● Activity: The records follow. Copy each one exactly.

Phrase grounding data

——————————

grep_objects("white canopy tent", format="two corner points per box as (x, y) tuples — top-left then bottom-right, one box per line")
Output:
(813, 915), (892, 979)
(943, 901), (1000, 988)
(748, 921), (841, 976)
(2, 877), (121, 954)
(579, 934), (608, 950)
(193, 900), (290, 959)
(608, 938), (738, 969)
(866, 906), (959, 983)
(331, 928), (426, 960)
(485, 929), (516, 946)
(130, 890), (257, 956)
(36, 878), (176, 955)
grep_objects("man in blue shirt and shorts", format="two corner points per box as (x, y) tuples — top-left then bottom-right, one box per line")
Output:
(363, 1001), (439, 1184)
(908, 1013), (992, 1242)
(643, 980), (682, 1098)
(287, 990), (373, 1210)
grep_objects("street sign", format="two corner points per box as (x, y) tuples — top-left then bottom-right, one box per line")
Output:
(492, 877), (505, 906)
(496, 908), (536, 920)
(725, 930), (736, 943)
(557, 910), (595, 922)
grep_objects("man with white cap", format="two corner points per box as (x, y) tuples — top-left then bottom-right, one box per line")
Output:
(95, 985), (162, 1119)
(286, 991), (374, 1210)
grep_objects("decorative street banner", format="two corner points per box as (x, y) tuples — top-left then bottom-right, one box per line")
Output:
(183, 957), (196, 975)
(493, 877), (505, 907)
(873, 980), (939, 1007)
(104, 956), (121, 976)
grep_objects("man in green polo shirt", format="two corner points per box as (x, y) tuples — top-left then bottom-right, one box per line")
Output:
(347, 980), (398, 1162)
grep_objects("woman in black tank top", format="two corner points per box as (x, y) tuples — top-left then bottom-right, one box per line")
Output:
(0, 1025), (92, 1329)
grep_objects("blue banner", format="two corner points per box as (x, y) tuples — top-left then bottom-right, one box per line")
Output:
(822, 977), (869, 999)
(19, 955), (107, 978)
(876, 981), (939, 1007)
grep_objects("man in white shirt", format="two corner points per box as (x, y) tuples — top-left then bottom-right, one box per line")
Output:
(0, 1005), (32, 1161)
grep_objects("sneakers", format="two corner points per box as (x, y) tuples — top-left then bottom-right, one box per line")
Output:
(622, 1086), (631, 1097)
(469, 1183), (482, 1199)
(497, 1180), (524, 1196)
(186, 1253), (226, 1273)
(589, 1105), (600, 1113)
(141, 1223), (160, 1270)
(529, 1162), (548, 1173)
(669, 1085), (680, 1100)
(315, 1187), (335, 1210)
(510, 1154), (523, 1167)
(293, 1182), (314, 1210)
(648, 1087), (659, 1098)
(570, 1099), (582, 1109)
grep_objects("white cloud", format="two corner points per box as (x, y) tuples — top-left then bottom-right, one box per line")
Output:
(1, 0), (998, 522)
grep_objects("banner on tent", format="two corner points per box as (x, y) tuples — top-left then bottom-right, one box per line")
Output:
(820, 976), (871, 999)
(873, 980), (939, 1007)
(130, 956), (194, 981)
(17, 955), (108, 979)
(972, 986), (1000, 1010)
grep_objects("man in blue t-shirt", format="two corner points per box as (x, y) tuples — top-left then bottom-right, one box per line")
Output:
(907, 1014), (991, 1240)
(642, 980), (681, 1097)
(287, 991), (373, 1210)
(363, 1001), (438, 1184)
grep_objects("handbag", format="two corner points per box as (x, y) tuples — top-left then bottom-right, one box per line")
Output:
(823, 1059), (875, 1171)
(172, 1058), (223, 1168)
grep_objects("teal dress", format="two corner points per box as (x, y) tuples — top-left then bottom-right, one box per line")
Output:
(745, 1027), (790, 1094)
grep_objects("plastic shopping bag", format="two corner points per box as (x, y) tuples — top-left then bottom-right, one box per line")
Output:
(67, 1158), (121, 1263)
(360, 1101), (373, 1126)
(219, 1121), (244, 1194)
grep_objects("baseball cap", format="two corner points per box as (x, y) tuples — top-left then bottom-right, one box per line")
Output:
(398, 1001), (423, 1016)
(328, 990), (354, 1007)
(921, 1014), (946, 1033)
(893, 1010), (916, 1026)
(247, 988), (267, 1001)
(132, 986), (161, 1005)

——————————

● Answer to the problem:
grep_objects("white canopy tent", format="two corner points per box as (x, y) tuples — top-left then bottom-right, one box per line")
Output:
(813, 915), (892, 979)
(943, 901), (1000, 988)
(748, 921), (841, 976)
(2, 877), (121, 954)
(579, 934), (608, 950)
(193, 900), (290, 959)
(608, 938), (738, 969)
(866, 906), (959, 983)
(331, 928), (426, 960)
(485, 929), (516, 946)
(130, 890), (257, 956)
(36, 878), (176, 955)
grep_objects("man in blue shirt and shorts", format="two corner points per box as (x, y) tuples — top-left then bottom-right, one box per line")
Output:
(363, 1001), (439, 1184)
(908, 1013), (992, 1242)
(643, 980), (682, 1098)
(287, 990), (373, 1210)
grep_objects("street sign", format="two corner points per box as (x, y) tuples — top-left then bottom-right, one box per line")
Output:
(492, 877), (505, 906)
(496, 908), (536, 920)
(725, 930), (736, 943)
(557, 910), (595, 922)
grep_objects("man with white cap", format="two corner points per box as (x, y) tuples — top-left then bottom-right, one box per line")
Output:
(95, 985), (162, 1119)
(286, 991), (374, 1210)
grep_objects("decorative street banner", format="two corner points per box as (x, y) tuples — top-left then bottom-right, one box per line")
Output:
(183, 957), (196, 975)
(493, 877), (505, 907)
(873, 980), (939, 1007)
(104, 956), (121, 976)
grep_objects("man in green polo shirt", format="two corner points per box as (x, y) tuples — top-left then bottom-right, one box per line")
Output:
(347, 980), (398, 1162)
grep_objects("woman in black tank top", format="two corner points per box as (x, y) tuples — top-left then bottom-right, one box per line")
Output:
(0, 1025), (92, 1329)
grep_objects("blue banner", format="two corner points per box as (x, y) tuples — top-left then bottom-right, one box per line")
Output:
(822, 977), (869, 999)
(19, 955), (107, 978)
(876, 981), (939, 1007)
grep_objects("man in white shirt", format="two corner points per box as (x, y) tuples — top-left then bottom-right, one box per line")
Output:
(0, 1005), (32, 1161)
grep_objects("sneakers", format="two corner points per box as (x, y) tuples — top-left then bottom-right, one box per line")
Output:
(622, 1086), (631, 1097)
(469, 1183), (482, 1199)
(497, 1180), (524, 1196)
(186, 1253), (226, 1273)
(589, 1105), (600, 1113)
(141, 1223), (160, 1270)
(529, 1162), (548, 1173)
(669, 1085), (680, 1100)
(315, 1187), (335, 1210)
(510, 1154), (523, 1167)
(293, 1182), (314, 1210)
(648, 1087), (659, 1098)
(570, 1099), (582, 1109)
grep_objects("white cloud", format="two corner points per box as (x, y) tuples — top-left then bottom-right, one box per line")
Output:
(1, 0), (998, 522)
grep_objects("banner on tent", format="two corner points per box as (x, y) tuples — top-left then bottom-right, one box per line")
Output:
(820, 976), (871, 999)
(873, 980), (939, 1007)
(130, 956), (194, 981)
(17, 955), (108, 979)
(972, 986), (1000, 1010)
grep_objects("man in blue t-shirt", format="two corner points per box as (x, y) tuples — top-left then bottom-right, one box per line")
Output:
(907, 1014), (991, 1240)
(642, 980), (681, 1097)
(287, 991), (373, 1210)
(363, 1001), (438, 1184)
grep_objects("handbag", format="two corner points per box as (x, y) tuples — top-left then bottom-right, one box per line")
Output:
(823, 1059), (875, 1171)
(172, 1058), (223, 1168)
grep_objects("teal dress", format="two corner points per box as (x, y) tuples — top-left then bottom-right, one box per line")
Output:
(745, 1027), (790, 1094)
grep_objects("plastic shopping bag", format="two corner points per box as (x, y) tuples — top-left then bottom-right, one box per line")
Output:
(67, 1158), (121, 1263)
(360, 1101), (373, 1126)
(219, 1121), (244, 1194)
grep_objects("baseball cap", format="two corner points per box as (x, y) tuples — top-left then bottom-right, one box per line")
Output:
(398, 1001), (423, 1016)
(328, 990), (354, 1007)
(921, 1014), (946, 1033)
(893, 1010), (916, 1026)
(247, 988), (267, 1001)
(132, 986), (161, 1005)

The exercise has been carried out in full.